» Document excerpt:
......

True, this list is very American focused.  It's difficult to post a general recommendations guide that applies well to different countries, because of availability and relative pricing.  If anyone's looking for a PSU and a number of these units aren't available, it's probably best to simply post a thread that includes online store(s) that you can purchase from.



> Good job ceewi1, are you going to stick this (or add a link in the existing sticky)


Thanks, I've stuck a thread linking to the four guides I've just added (including this one).  Not sure if there's a better way of balancing exposure/cleanliness.


----------



## ThatGuy16

Very nice list, well put together 
I might get the antec trio power sometime since i can just pick it up at best buy or circut city


----------



## blurblock

how did you calculate the total output of the PSU ?  .


----------



## The_Beast

I think the list looks really good


----------



## ceewi1

Thanks.  With regard to calculating the total +12V output, the best way to do it is to take the total wattage available on the +12V rails and divide it by 12.  For example, with the Quattro 1000W: http://www.newegg.com/Product/ShowI...,+CUL,+FCC,+TUV,+CE,+C-tick,+CCC,+CB+-+Retail.  You can see that the label indicates that up to 840W can be output over the 4 12V rails.  840/12=70A.

The information can sometimes be provided on a product website or manual, and not on the label.  There are some manufacturers that don't provide this information at all (thery're not required to under the ATX spec).  In this case, there's no way to tell aside from conducting the sort of definitive testing that can only be performed with proper load testing equipment.


----------



## 911aaron

You should add like a "ceewi1's pick." What you would recommend the most.


----------



## ceewi1

Good idea.  I've gone through and added 5 top choices at various pricepoints.


----------



## nffc10

Nice list mate. You recommended to me a while ago the Antec Earthwatts range. I got the 430W one and it's brilliant, it powers my Athlon 6000+ computer fine now i've sorted the temperatures out. Also the prices aren't too bad either, there's a few on here:
http://www.ebuyer.com/customer/sear...rue&intStoreID=2&intCatID=149&bolShowAll=true


----------



## ceewi1

Thanks.  I've added the EA430 at least as long as the MIR lasts.  The UK prices are very good, but in the US there's generally comparable or even slightly better units available at the same price.


----------



## spanky

Nicely done.


----------



## Del

Do you consider the weight of the PSU when deciding?

......

» Directions:
1. Please translate this sentence from the power supply thread into Spanish: "The information can sometimes be provided on a product website or manual, and not on the label."
2. Pick up the power supply thread after its final post and write what comes next.

» Given material:

......

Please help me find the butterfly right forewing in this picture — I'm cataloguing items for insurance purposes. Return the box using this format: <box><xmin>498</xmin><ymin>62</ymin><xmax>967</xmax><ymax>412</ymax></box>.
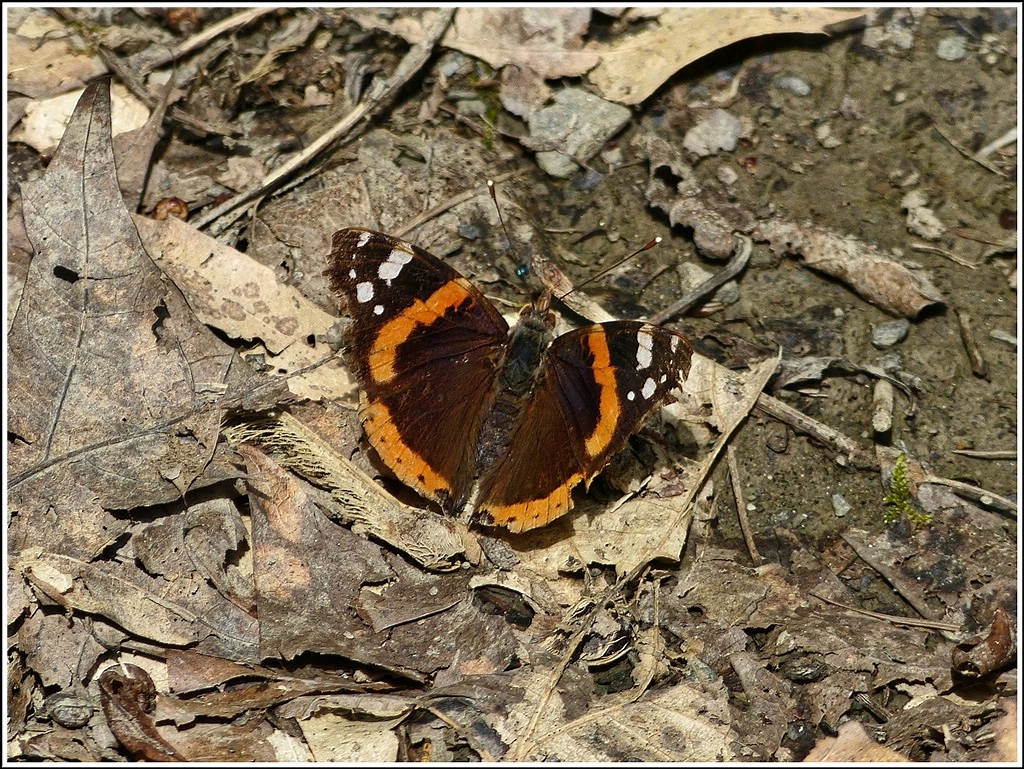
<box><xmin>326</xmin><ymin>227</ymin><xmax>508</xmax><ymax>512</ymax></box>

......

» Outputs for the tasks:
1. A veces la información puede proporcionarse en un sitio web o manual del producto, y no en la etiqueta.

2.
----------



## Tayl

No. Or at least I don't. What importance does the weight of the PSU have to do with it's sufficiency to output a decent amount of volts at a steady constant?

Rove.


----------



## Del

Quality parts and metals wiegh more than the cheapo stuff.


----------



## ceewi1

To some extent.  If I'm picking up an unknown unit, the weight gives me some indication as to its quality.  The majority of cheap PSUs have tiny heatsinks, sometimes very thin wires, and are often lacking in other circuitry, which means they're usually quite light.  Units capable of putting out more power generally just require more "stuff" in them to do that.

That said, it's by no means a reliable comparison, low efficiency units will need larger heatsinks to cope with the temperatures, for example.  When writing guides like this, I'm able to get far more detailed information on the PSUs, and the weight becomes superfluous.


----------



## Del

ceewi1 said:


> To some extent.  If I'm picking up an unknown unit, the weight gives me some indication as to its quality.  The majority of cheap PSUs have tiny heatsinks, sometimes very thin wires, and are often lacking in other circuitry, which means they're usually quite light.  Units capable of putting out more power generally just require more "stuff" in them to do that.
> 
> That said, it's by no means a reliable comparison, low efficiency units will need larger heatsinks to cope with the temperatures, for example.  When writing guides like this, I'm able to get far more detailed information on the PSUs, and the weight becomes superfluous.


 Most units are unknown to me at the moment.
I noticed that on the list is one unit similar to this one:
http://www.newegg.com/product/product.asp?item=N82E16817182089
This one has a higher efficiency and two fans. It is a little more even with the instant discount but I wouldn't think it would be enough to make it not worth the few extra dollars. Please point out where I'm wrong.


----------



## ceewi1

This is why I'm a little reluctant to recommend any Rosewill units at all - they're all over the place.  These two are completely unrelated.  The one you've linked to is made by a completely different company than the one in my guide (Rosewill, like many other companies, doesn't make their own PSUs).

The one you linked to is made by Solytech.  I know something of the platform, and it's terrible.  I wouldn't expect it to output much more than 350W without blowing up, and even then the efficiency is terrible.


----------



## Del

O.O
I'm glad I asked! Thank you very much!
I think I'll get the 500W on page one. Thank you so much!


----------



## ceewi1

BUMP for Post-Christmas Specials Update.  A good time to buy a PSU at the moment...


----------



## BluePlum

A dell XPS M1730?


----------



## ceewi1

BluePlum said:


> A dell XPS M1730?


What about it?


----------



## BluePlum

there good....


----------



## Iluvpenguins

BluePlum said:


> there good....



this is PSU...not laptop.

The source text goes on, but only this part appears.